**Opdracht**
Beantwoord met behulp van de brontekst over cTn-waarden deze vragen:
1. Welke diagnose bij ontslag werd het vaakst gerapporteerd?
2. Welke factor liet een afnemende prevalentie zien bij oplopende cTn-waarden?
3. Hoe lang duurde de mediane follow-up?

**Brontekst**

◆ ◆ ◆

Uitkomsten voor deze analyse waren mortaliteit door alle oorzaken, MI, CV mortaliteit, niet-CV mortaliteit en ziekenhuisopname voor HF en ischemische stroke. Majeure nadelige events (MAE) werden ook beoordeeld, gedefinieerd als de samenstelling van mortaliteit door alle oorzaken en alle niet-fatale uitkomsten.
Belangrijkste resultaten
Klinische karakteristieken en cTn-waarden
- De diagnoses bij ontslag die het meest gerapporteerd werden, waren ongespecificeerde pijn op de borst (70.9%) en observatie in verband met verdenking op MI (16.0%).
- 9800 (20.1%) patiënten hadden cTn-waarden >99ste percentiel, en 18.2%, 17.2% en 30.8% viel in respectievelijk de klinische subcohorten 1, 2 en 3.
- De prevalentie van de meeste CV risicofactoren leek toe te nemen bij groepen met hogere cTn-waarden, net zoals de prevalentie van eerdere manifestaties van CVD of niet-CV comorbiditeiten. Roken liet een afnemende prevalentie zien met oplopende cTn-waarden.
- In patiënten die echocardiografie ondergingen (n=10.627) werd linker ventriculaire dysfunctie vaker gezien in hogere cTn-groepen, terwijl in patiënten die coronaire angiografie ondergingen (n=4.989) slechts een zwakke associatie werd gevonden tussen de mate van CAD en cTn-waarden.
cTn-waarden en klinische uitkomsten
- In totaal maakte 15.4% een MAE door gedurende de mediane follow-up van 4.9 jaar.
- De incidentie van MAE en de beoordeelde losse uitkomsten namen stapsgewijs toe bij groepen met hogere cTn-waarden. In een ongecorrigeerde Kaplan-Meier analyse liepen de MAE-eventcurves vroeg uit elkaar en dit effect bleef constant in tijd.

◆ ◆ ◆

**Gegeven regels**
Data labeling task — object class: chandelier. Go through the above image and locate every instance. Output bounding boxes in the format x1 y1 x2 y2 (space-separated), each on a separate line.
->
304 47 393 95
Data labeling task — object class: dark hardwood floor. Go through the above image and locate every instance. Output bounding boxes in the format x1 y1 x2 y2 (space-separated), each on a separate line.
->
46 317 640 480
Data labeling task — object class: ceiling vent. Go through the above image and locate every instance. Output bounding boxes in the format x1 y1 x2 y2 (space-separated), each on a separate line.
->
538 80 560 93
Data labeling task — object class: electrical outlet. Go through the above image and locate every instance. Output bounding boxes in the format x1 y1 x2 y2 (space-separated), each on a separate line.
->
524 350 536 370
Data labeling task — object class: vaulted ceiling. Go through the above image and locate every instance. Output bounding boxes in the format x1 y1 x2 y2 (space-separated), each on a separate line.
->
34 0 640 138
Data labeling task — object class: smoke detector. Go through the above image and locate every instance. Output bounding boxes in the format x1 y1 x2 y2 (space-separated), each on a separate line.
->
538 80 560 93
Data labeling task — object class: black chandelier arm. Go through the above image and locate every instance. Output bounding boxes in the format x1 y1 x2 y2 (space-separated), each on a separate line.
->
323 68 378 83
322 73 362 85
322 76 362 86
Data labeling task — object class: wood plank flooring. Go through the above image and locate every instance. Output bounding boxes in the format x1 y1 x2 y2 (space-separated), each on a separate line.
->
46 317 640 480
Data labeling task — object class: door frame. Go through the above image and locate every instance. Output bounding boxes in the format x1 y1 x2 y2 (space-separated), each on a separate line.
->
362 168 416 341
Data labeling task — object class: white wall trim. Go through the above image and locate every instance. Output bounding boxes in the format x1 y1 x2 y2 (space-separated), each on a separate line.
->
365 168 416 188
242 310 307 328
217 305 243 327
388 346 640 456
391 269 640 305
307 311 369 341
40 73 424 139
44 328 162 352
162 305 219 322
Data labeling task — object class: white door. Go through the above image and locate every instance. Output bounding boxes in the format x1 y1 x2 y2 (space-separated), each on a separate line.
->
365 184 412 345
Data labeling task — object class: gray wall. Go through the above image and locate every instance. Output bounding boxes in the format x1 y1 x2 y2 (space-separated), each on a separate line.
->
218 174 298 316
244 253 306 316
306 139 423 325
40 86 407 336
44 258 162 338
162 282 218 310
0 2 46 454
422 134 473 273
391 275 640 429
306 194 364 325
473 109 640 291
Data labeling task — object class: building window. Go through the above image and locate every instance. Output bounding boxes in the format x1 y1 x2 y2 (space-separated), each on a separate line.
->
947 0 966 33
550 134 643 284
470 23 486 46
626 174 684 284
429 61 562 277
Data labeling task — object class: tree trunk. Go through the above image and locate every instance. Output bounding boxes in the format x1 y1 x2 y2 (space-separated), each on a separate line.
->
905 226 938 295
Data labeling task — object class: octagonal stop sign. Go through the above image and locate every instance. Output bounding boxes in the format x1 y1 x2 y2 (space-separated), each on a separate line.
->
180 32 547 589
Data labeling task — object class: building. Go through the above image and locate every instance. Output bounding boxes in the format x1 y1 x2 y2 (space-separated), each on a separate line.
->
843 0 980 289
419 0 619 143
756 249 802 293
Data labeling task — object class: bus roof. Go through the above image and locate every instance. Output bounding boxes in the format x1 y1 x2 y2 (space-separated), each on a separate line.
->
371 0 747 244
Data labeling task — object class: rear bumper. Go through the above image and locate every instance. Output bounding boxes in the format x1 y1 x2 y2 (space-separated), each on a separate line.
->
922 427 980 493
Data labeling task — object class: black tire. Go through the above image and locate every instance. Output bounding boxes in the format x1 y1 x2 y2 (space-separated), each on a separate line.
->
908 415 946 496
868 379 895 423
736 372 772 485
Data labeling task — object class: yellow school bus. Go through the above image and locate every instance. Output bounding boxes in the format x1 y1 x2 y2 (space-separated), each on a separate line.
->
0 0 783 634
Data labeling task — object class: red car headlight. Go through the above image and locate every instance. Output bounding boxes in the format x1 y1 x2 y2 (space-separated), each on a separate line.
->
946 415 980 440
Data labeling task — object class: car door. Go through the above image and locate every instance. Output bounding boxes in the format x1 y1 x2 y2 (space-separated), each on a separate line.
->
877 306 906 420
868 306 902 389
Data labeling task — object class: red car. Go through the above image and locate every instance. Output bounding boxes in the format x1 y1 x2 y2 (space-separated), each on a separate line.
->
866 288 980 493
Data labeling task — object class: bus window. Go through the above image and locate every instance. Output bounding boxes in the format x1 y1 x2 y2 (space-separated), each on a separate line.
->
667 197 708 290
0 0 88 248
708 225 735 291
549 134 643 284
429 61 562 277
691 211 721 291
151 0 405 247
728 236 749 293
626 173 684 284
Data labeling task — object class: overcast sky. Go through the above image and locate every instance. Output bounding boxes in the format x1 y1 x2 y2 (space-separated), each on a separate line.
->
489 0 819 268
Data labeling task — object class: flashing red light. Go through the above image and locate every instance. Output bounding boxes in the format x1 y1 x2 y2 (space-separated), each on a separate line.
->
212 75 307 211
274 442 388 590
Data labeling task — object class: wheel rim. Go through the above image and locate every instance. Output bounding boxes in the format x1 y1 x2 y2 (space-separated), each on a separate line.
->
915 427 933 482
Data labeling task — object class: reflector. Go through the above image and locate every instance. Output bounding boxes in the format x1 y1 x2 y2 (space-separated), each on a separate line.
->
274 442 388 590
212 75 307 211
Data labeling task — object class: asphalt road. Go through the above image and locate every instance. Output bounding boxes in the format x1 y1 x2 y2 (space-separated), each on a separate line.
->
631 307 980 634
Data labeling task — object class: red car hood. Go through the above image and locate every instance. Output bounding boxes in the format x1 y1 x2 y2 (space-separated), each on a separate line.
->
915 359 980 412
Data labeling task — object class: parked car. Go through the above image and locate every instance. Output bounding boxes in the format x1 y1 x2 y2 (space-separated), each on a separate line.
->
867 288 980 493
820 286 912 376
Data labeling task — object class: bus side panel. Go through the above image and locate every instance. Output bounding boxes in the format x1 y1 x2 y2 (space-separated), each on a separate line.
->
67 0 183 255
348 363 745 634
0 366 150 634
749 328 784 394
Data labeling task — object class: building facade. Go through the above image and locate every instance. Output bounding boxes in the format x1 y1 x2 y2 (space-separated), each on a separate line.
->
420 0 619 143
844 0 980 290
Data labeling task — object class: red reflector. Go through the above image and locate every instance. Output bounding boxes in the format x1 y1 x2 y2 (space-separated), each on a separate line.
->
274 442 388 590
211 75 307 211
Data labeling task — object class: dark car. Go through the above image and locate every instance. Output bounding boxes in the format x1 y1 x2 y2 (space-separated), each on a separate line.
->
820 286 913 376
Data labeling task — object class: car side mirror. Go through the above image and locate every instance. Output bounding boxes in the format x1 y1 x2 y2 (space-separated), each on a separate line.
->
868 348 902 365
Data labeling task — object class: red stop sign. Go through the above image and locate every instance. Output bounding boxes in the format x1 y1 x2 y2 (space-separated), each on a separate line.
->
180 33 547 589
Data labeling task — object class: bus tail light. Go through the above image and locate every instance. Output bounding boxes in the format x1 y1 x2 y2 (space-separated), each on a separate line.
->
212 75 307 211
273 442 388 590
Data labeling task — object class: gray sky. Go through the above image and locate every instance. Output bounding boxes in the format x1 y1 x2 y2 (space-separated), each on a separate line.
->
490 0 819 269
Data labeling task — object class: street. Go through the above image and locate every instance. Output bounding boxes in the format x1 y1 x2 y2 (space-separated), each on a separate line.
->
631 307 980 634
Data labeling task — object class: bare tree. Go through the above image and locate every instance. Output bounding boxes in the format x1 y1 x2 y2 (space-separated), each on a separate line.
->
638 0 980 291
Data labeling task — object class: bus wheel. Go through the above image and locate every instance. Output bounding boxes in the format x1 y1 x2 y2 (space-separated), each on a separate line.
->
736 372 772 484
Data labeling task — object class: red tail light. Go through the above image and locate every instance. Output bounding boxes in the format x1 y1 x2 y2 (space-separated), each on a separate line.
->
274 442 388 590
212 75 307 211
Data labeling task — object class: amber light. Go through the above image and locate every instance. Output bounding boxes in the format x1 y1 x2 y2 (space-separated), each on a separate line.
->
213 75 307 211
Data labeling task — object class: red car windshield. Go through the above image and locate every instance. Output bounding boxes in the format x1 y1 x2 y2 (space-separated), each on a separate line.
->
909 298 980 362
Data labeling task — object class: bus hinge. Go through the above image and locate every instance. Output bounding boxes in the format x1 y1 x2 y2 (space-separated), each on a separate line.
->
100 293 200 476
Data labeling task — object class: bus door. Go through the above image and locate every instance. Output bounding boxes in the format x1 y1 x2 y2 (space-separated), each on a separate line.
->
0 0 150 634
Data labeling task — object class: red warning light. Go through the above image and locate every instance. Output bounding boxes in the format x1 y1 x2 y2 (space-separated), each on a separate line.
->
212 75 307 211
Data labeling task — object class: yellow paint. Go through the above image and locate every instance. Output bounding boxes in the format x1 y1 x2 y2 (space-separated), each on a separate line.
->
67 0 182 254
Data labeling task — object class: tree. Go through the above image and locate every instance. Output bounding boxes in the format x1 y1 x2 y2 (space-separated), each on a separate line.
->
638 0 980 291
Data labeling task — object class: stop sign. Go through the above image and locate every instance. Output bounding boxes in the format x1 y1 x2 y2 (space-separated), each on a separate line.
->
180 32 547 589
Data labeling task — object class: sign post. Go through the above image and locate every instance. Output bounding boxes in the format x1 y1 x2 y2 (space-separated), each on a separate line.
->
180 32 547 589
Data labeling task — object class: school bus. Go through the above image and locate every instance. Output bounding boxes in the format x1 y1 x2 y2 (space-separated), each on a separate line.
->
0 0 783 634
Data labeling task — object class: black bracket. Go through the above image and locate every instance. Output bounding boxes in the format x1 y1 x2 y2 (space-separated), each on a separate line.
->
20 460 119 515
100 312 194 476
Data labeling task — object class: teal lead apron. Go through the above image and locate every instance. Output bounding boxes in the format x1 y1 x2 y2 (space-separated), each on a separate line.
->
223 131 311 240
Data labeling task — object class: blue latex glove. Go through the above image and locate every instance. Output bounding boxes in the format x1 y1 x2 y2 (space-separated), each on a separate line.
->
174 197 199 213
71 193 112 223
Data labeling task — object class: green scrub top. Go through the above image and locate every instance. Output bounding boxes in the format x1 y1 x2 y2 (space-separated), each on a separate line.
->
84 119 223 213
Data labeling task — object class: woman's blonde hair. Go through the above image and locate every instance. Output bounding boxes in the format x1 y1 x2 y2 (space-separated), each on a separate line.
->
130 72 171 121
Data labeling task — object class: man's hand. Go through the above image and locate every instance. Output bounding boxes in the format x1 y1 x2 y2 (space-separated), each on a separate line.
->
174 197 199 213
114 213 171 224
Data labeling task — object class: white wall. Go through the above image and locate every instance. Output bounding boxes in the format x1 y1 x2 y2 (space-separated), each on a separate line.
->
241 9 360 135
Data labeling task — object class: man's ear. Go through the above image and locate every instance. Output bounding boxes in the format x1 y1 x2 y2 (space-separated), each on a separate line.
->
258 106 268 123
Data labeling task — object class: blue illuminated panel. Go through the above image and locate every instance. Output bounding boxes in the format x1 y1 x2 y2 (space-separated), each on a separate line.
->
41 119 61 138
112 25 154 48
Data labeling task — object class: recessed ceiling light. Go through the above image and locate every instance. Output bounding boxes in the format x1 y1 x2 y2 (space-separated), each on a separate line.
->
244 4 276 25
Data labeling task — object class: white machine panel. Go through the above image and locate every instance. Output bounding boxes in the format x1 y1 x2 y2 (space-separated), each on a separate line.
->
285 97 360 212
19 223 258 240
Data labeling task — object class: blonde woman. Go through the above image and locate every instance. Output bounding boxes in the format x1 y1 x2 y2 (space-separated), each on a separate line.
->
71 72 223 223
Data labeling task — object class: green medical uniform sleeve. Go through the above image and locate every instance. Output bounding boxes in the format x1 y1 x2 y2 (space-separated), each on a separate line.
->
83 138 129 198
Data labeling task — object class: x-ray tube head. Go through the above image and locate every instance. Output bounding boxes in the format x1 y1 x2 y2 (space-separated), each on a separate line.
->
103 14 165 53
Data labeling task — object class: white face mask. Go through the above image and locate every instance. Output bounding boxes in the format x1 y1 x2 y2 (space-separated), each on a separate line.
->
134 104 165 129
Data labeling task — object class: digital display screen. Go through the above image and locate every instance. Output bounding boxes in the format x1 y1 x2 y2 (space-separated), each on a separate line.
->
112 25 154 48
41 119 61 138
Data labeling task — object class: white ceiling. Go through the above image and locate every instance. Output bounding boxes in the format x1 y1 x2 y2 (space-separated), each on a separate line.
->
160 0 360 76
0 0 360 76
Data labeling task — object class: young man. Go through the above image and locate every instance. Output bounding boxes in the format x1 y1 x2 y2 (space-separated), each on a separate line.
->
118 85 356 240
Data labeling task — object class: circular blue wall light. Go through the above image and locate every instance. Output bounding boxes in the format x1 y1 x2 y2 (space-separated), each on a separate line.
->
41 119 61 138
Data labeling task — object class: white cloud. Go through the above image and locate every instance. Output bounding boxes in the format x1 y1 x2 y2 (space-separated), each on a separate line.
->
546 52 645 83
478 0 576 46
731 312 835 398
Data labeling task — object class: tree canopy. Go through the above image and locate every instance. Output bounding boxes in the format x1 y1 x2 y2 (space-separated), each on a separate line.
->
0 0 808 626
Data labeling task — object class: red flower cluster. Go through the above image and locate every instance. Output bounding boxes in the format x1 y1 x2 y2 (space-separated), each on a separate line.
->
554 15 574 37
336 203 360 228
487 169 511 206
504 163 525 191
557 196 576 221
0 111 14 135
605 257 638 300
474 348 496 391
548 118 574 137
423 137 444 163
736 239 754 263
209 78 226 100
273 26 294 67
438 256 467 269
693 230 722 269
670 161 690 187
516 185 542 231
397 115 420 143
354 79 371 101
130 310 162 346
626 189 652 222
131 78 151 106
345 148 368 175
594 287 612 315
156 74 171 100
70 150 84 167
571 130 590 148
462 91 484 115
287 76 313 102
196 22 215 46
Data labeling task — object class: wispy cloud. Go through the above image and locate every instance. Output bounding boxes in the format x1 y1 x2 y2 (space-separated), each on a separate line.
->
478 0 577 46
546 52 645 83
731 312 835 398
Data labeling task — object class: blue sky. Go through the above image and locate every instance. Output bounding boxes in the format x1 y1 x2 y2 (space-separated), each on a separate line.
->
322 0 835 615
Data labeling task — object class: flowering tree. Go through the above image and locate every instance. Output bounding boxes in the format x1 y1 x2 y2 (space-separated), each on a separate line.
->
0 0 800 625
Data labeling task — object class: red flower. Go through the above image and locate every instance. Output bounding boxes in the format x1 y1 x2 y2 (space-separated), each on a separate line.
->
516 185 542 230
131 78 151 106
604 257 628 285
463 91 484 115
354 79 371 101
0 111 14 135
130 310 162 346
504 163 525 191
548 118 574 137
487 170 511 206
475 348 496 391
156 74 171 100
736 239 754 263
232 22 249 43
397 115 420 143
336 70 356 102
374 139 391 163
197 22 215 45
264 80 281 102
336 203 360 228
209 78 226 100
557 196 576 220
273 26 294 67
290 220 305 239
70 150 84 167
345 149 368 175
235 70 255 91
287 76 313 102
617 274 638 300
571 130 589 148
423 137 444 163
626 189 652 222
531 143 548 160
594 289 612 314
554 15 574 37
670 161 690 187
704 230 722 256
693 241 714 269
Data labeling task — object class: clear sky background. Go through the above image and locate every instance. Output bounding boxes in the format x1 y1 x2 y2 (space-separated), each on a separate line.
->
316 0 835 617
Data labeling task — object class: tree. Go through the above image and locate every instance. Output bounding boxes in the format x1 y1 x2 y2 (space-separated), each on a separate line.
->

◆ ◆ ◆

**Antwoord**
1. Ongespecificeerde pijn op de borst (70.9%)
2. Roken
3. 4.9 jaar